Records contained in a dataset:
▼

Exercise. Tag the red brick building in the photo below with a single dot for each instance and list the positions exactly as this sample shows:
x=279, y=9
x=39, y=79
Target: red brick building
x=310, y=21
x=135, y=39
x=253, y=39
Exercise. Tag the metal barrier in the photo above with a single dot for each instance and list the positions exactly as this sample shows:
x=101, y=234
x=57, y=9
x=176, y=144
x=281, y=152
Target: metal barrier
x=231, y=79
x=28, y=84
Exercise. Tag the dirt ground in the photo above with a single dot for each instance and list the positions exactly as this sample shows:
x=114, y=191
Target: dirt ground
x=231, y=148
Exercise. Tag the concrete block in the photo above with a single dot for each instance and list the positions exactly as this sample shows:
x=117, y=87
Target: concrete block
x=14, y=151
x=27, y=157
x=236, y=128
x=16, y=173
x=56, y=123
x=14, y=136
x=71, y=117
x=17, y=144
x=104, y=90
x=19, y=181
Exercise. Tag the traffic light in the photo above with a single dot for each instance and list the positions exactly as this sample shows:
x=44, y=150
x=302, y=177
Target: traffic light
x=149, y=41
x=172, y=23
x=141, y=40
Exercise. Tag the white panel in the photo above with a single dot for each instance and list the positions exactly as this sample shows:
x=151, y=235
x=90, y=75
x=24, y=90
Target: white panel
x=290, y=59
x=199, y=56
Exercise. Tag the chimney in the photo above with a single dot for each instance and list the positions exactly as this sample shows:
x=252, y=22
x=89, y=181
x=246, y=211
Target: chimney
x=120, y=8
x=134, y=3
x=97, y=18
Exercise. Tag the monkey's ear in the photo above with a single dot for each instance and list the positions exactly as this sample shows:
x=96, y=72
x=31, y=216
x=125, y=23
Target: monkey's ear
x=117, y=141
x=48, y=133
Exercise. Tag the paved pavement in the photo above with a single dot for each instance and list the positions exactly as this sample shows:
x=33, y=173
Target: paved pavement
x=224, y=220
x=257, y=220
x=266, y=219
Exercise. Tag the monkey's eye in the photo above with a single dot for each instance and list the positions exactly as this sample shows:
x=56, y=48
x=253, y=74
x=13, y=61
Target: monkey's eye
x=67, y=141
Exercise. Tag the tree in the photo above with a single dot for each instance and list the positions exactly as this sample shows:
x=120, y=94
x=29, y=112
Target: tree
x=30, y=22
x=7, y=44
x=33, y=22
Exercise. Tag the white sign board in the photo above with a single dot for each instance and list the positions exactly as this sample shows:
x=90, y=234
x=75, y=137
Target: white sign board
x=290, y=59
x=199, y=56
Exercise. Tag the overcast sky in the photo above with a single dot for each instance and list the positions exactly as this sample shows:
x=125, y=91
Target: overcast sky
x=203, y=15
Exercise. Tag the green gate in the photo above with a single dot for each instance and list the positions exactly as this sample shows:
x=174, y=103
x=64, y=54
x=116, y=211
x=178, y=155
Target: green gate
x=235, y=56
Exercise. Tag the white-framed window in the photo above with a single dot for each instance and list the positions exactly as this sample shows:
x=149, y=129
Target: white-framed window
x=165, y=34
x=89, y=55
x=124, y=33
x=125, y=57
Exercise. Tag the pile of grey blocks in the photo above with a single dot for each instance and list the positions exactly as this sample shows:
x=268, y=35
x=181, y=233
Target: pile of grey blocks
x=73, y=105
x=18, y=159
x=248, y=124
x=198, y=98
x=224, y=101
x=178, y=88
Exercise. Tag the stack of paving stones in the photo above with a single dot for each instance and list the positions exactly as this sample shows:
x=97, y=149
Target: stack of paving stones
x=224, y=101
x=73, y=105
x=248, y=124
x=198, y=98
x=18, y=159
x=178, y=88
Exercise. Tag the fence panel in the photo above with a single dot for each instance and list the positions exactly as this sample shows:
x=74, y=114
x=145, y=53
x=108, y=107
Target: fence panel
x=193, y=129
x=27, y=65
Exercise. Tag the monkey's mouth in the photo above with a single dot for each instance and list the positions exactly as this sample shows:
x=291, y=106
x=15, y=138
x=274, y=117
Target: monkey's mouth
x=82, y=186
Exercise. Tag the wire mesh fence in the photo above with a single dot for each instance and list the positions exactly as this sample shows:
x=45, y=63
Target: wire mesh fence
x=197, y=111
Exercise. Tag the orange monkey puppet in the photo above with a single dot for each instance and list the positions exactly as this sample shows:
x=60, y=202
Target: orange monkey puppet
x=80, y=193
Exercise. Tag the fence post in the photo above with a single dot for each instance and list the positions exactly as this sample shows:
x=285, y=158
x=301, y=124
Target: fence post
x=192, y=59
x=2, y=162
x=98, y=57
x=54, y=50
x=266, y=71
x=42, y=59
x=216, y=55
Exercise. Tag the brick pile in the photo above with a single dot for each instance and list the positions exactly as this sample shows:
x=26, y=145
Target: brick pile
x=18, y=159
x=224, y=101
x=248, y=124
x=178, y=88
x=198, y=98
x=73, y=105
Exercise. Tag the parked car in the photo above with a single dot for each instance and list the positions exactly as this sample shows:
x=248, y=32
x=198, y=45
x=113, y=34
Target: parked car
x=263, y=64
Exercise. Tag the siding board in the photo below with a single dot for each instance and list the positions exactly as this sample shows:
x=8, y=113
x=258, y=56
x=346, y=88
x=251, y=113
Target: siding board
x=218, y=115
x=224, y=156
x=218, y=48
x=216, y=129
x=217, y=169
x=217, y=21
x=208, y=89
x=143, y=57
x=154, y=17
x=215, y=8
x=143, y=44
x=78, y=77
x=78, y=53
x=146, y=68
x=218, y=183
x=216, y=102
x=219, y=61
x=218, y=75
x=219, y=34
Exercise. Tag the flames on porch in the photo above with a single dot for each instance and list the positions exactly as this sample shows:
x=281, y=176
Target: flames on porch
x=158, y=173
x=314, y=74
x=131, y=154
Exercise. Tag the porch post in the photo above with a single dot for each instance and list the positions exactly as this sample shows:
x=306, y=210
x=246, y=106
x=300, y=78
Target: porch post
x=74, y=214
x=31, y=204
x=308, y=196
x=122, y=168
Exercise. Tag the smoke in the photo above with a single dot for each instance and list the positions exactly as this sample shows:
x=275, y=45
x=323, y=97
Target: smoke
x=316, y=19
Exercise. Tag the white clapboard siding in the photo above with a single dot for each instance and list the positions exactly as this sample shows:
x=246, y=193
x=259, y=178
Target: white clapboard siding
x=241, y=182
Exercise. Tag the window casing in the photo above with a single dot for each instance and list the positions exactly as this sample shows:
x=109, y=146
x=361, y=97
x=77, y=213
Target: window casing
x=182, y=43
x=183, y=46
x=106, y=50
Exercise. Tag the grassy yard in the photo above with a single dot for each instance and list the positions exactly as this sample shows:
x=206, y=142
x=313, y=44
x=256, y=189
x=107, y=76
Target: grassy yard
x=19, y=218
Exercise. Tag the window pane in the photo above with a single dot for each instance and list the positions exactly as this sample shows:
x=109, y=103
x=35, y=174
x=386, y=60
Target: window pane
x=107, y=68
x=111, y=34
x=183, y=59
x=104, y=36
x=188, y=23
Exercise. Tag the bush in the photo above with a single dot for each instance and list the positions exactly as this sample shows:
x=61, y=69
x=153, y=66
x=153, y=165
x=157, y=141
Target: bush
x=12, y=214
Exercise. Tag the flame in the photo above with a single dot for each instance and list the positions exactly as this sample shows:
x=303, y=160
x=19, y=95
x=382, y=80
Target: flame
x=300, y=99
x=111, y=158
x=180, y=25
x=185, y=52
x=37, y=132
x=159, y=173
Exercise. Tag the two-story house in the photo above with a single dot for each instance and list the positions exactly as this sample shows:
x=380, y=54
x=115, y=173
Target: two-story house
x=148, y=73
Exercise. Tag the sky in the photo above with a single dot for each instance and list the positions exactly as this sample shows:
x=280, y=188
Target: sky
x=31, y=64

▲

The problem: Reproduce every line above. Keep it exact.

Written answer:
Exercise. Tag the red brick building in the photo below with a single dot for each instance and list the positions exactly as this sample shows:
x=279, y=9
x=39, y=79
Target: red brick building
x=310, y=21
x=135, y=39
x=253, y=39
Exercise. Tag the metal barrier in the photo above with a single dot for each instance and list the positions exactly as this sample shows:
x=101, y=234
x=57, y=9
x=176, y=144
x=281, y=152
Target: metal barrier
x=231, y=79
x=28, y=84
Exercise. Tag the dirt ground in the photo above with a single dot for each instance and list the positions exactly as this sample shows:
x=114, y=191
Target: dirt ground
x=231, y=148
Exercise. Tag the concrete block in the photo above with a single dot for each instance and list the positions exactly as this sample shows:
x=117, y=87
Target: concrete block
x=14, y=151
x=27, y=157
x=236, y=128
x=16, y=173
x=56, y=123
x=14, y=136
x=71, y=117
x=17, y=144
x=104, y=90
x=19, y=181
Exercise. Tag the traffic light in the photo above with a single dot for each instance and list the positions exactly as this sample shows:
x=44, y=150
x=302, y=177
Target: traffic light
x=149, y=41
x=172, y=23
x=141, y=40
Exercise. Tag the white panel in the photo above with a single dot for each instance and list the positions exactly as this sample shows:
x=151, y=235
x=90, y=75
x=24, y=90
Target: white panel
x=290, y=59
x=199, y=56
Exercise. Tag the chimney in the photo above with a single dot for each instance and list the positions exactly as this sample shows:
x=252, y=22
x=89, y=181
x=246, y=211
Target: chimney
x=120, y=8
x=134, y=3
x=97, y=18
Exercise. Tag the monkey's ear in the photo above with a single dot for each instance and list the positions exactly as this sample shows:
x=96, y=72
x=31, y=216
x=125, y=23
Target: monkey's ear
x=117, y=141
x=48, y=133
Exercise. Tag the paved pavement in the photo above with a single dot for each instance and list the positions exactly as this sample shows:
x=33, y=173
Target: paved pavement
x=224, y=220
x=257, y=220
x=266, y=219
Exercise. Tag the monkey's eye in the photo above with a single dot for each instance and list the positions exactly as this sample shows:
x=56, y=48
x=253, y=74
x=13, y=61
Target: monkey's eye
x=67, y=141
Exercise. Tag the tree in the photo above with a single dot for each instance and list the positions exactly as this sample shows:
x=120, y=94
x=29, y=112
Target: tree
x=30, y=22
x=7, y=44
x=33, y=22
Exercise. Tag the white sign board in the photo above with a single dot for each instance and list the positions exactly as this sample shows:
x=90, y=234
x=75, y=137
Target: white sign board
x=290, y=59
x=199, y=56
Exercise. Tag the overcast sky in the photo above with a single dot for each instance and list the positions exactly as this sample shows:
x=125, y=91
Target: overcast sky
x=203, y=15
Exercise. Tag the green gate in the photo above with a single dot for each instance and list the positions exactly as this sample shows:
x=174, y=103
x=64, y=54
x=116, y=211
x=178, y=155
Target: green gate
x=235, y=56
Exercise. Tag the white-framed window in the photo above with a single dot for each instance and list the positions exactly as this sample shows:
x=149, y=129
Target: white-framed window
x=165, y=34
x=89, y=55
x=124, y=33
x=125, y=57
Exercise. Tag the pile of grey blocks in the photo above with a single dot for each instance and list the positions exactly as this sample shows:
x=268, y=35
x=181, y=233
Target: pile of grey blocks
x=73, y=105
x=18, y=159
x=248, y=124
x=198, y=98
x=224, y=101
x=178, y=88
Exercise. Tag the stack of paving stones in the photo above with a single dot for each instance and list the positions exactly as this sample shows:
x=97, y=149
Target: stack of paving stones
x=224, y=101
x=73, y=105
x=248, y=124
x=198, y=98
x=18, y=159
x=178, y=88
Exercise. Tag the fence panel in the photo above with a single dot for each instance and list the positions exactly as this sample shows:
x=74, y=114
x=145, y=53
x=108, y=107
Target: fence panel
x=193, y=129
x=27, y=65
Exercise. Tag the monkey's mouth in the photo above with a single dot for each instance and list the positions exactly as this sample shows:
x=291, y=106
x=15, y=138
x=274, y=117
Target: monkey's mouth
x=82, y=186
Exercise. Tag the wire mesh fence in the photo above with a single dot for each instance and list the positions exactly as this sample shows:
x=45, y=63
Target: wire mesh fence
x=197, y=111
Exercise. Tag the orange monkey puppet in the photo above with a single dot for each instance and list the positions exactly as this sample shows:
x=60, y=202
Target: orange monkey puppet
x=80, y=193
Exercise. Tag the fence post in the photo above with a single dot for each instance and list the positions exactly as this sample shows:
x=285, y=158
x=301, y=124
Target: fence post
x=192, y=59
x=2, y=162
x=98, y=57
x=54, y=50
x=266, y=71
x=42, y=59
x=216, y=55
Exercise. Tag the brick pile in the photo above with a single dot for each instance and list the positions exactly as this sample shows:
x=26, y=145
Target: brick pile
x=18, y=159
x=224, y=101
x=248, y=124
x=178, y=88
x=198, y=98
x=73, y=105
Exercise. Tag the parked car in the photo above with a single dot for each instance and list the positions exactly as this sample shows:
x=248, y=32
x=198, y=45
x=113, y=34
Target: parked car
x=263, y=64
Exercise. Tag the siding board in the photo below with a single dot for each instance and list the positions exactly as this sample shows:
x=8, y=113
x=258, y=56
x=346, y=88
x=251, y=113
Target: siding board
x=218, y=115
x=224, y=156
x=218, y=48
x=216, y=129
x=217, y=169
x=217, y=21
x=208, y=89
x=143, y=57
x=154, y=17
x=215, y=8
x=143, y=44
x=78, y=77
x=78, y=53
x=146, y=68
x=218, y=183
x=216, y=102
x=219, y=61
x=218, y=75
x=219, y=34
Exercise. Tag the flames on porch in the photo above with a single dot for each instance and list the positions exactly as this sample shows:
x=281, y=176
Target: flames on porch
x=158, y=173
x=314, y=74
x=131, y=154
Exercise. Tag the porch post in the photo above with a single dot for each instance and list the positions exactly as this sample shows:
x=306, y=210
x=246, y=106
x=300, y=78
Target: porch post
x=74, y=214
x=31, y=204
x=308, y=196
x=122, y=168
Exercise. Tag the smoke in the photo above with a single dot for each instance and list the positions exactly as this sample shows:
x=275, y=45
x=323, y=97
Target: smoke
x=316, y=19
Exercise. Tag the white clapboard siding in the photo above with a single dot for each instance and list the positions exactly as this sample shows:
x=246, y=193
x=259, y=178
Target: white clapboard siding
x=241, y=182
Exercise. Tag the window casing in the photo above with a single dot for each instance and list the positions exactly as this sample shows:
x=109, y=146
x=361, y=97
x=77, y=213
Target: window casing
x=182, y=43
x=183, y=46
x=106, y=50
Exercise. Tag the grassy yard in the photo above with a single dot for each instance and list the positions exactly as this sample shows:
x=206, y=142
x=313, y=44
x=256, y=189
x=107, y=76
Target: grassy yard
x=19, y=218
Exercise. Tag the window pane in the photo above with a single dot for each instance and list the positions exactly as this sample shows:
x=109, y=103
x=35, y=174
x=386, y=60
Target: window pane
x=107, y=68
x=111, y=34
x=183, y=59
x=104, y=36
x=188, y=23
Exercise. Tag the bush in the photo above with a single dot for each instance and list the positions exactly as this sample shows:
x=61, y=69
x=153, y=66
x=153, y=165
x=157, y=141
Target: bush
x=12, y=214
Exercise. Tag the flame in the photo above with a single dot for each instance and list the positions exactly as this sample shows:
x=303, y=160
x=19, y=95
x=382, y=80
Target: flame
x=300, y=99
x=111, y=158
x=180, y=25
x=185, y=52
x=37, y=132
x=159, y=173
Exercise. Tag the two-story house in the photo above with a single dot for each instance and list the positions exactly as this sample shows:
x=380, y=54
x=115, y=173
Target: two-story house
x=148, y=73
Exercise. Tag the sky in the photo above with a single dot for each instance and list the positions exactly as this sample shows:
x=280, y=188
Target: sky
x=31, y=64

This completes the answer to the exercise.